Task requirements: Write out the records word for word, starting at their first line and stopping after the line that contains "483L1013 572L18 588L9".

Record excerpts:
-- Opening Marker --

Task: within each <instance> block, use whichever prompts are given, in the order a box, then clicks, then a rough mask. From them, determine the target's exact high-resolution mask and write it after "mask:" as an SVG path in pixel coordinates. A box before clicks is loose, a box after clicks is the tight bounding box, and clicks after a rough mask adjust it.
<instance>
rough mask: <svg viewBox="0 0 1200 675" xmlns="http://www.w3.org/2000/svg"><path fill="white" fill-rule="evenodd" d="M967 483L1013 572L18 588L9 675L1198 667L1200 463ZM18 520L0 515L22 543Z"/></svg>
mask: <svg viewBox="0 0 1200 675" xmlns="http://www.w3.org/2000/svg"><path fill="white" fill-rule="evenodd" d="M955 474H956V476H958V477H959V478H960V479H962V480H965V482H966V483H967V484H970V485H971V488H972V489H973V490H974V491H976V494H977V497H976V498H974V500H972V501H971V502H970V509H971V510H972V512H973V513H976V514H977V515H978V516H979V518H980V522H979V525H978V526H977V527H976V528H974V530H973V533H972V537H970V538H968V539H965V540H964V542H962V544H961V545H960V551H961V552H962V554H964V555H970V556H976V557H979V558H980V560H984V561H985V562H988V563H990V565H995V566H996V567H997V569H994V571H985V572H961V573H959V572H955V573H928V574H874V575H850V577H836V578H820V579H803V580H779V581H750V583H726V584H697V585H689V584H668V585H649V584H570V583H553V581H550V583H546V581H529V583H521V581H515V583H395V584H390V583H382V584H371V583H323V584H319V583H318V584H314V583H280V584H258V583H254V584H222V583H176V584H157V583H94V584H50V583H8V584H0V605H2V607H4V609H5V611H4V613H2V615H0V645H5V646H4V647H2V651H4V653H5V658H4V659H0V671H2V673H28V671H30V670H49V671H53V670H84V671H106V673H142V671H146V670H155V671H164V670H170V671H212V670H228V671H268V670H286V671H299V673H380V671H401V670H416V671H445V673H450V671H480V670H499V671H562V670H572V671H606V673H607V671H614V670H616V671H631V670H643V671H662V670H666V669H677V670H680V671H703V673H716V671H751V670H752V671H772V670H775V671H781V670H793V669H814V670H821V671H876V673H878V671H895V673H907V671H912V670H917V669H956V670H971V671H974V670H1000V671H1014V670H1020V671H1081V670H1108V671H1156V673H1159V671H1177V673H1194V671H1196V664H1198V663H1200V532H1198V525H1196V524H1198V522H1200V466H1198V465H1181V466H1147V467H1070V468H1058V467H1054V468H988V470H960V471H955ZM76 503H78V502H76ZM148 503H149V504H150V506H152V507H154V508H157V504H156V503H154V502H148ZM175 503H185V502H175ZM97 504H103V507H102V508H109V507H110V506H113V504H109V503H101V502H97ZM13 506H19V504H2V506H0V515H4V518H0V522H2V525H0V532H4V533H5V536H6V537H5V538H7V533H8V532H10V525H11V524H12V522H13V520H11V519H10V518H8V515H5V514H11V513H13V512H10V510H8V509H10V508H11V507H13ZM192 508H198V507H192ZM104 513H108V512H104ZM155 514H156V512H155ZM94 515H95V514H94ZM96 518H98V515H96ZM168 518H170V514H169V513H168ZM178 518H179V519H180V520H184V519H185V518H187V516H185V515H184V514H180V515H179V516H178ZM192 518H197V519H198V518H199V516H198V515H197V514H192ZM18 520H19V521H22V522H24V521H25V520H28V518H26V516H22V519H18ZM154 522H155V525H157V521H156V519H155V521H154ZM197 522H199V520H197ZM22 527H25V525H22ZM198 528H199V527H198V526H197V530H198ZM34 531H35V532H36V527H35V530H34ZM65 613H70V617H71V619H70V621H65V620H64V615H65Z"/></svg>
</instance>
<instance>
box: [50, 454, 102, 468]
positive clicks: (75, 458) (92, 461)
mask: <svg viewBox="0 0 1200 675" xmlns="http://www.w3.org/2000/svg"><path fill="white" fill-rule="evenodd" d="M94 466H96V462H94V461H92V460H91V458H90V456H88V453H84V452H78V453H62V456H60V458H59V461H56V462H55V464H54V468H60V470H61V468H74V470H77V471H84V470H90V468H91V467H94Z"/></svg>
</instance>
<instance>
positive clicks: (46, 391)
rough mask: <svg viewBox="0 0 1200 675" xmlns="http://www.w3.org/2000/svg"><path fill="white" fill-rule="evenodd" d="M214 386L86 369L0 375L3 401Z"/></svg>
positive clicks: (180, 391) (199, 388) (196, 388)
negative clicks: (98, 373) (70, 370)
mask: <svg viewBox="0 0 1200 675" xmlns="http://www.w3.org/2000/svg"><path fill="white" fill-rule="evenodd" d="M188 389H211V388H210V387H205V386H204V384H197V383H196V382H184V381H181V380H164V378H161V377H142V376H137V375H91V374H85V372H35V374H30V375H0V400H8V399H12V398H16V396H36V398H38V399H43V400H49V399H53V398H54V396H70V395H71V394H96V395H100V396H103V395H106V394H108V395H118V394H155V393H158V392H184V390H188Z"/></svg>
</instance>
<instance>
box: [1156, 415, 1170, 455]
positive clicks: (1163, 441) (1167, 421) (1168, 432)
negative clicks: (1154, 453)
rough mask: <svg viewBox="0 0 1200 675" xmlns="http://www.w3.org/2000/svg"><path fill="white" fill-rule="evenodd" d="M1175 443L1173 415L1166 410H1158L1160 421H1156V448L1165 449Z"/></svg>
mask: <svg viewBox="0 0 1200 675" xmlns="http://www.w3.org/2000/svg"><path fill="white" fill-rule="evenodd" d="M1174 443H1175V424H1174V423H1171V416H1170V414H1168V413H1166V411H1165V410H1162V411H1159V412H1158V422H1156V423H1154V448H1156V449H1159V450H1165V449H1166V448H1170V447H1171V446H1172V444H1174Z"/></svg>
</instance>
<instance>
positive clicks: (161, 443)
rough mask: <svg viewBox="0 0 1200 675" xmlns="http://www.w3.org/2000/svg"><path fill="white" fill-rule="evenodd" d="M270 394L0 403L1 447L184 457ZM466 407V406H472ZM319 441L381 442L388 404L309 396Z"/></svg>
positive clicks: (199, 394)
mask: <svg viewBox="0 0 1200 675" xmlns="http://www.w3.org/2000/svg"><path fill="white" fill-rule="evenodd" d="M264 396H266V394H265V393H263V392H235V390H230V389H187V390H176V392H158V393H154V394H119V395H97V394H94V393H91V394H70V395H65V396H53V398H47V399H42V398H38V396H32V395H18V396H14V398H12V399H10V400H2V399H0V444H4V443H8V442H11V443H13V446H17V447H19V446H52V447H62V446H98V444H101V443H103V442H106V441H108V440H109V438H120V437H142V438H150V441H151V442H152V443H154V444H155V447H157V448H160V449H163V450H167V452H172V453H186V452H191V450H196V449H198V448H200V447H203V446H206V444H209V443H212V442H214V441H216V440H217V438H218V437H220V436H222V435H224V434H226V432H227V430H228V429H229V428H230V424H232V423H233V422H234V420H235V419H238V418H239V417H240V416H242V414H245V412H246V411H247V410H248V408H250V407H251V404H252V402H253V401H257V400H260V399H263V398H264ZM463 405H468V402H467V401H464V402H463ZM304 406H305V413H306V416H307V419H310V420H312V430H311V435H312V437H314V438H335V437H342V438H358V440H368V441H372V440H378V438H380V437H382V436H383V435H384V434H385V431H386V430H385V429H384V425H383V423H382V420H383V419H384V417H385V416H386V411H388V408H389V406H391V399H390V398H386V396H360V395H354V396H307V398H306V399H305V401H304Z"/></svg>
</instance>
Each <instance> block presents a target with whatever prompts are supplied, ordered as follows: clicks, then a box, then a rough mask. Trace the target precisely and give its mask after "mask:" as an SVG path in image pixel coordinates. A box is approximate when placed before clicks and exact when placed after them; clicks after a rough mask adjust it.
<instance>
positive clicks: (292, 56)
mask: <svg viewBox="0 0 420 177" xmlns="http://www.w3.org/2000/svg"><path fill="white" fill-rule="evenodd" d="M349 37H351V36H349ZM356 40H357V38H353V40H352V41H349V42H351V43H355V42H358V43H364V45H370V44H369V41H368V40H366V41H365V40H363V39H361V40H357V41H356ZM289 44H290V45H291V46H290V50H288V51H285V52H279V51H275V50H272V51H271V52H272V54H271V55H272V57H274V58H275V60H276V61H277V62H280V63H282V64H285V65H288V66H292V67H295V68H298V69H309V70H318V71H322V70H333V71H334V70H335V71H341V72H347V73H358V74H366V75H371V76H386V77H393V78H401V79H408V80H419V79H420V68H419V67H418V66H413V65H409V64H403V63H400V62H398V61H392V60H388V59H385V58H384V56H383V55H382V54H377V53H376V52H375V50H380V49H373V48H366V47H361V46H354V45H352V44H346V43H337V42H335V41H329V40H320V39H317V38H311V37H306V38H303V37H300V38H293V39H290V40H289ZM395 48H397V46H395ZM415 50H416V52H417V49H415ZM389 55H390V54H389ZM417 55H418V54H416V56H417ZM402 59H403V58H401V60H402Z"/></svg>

-- Closing Marker --

Written answer:
Task: within each <instance> block, use whichever prompts are given, in the order a box, then clicks, then a rough mask. From them, determine the target's exact high-resolution mask and write it after "mask:" as an SVG path in pixel coordinates. A box before clicks is loose, a box after clicks is the tight bounding box, and clicks after a rough mask adjust it.
<instance>
rough mask: <svg viewBox="0 0 1200 675" xmlns="http://www.w3.org/2000/svg"><path fill="white" fill-rule="evenodd" d="M967 483L1013 572L18 588L9 675L1198 667L1200 463ZM18 520L0 515L22 543Z"/></svg>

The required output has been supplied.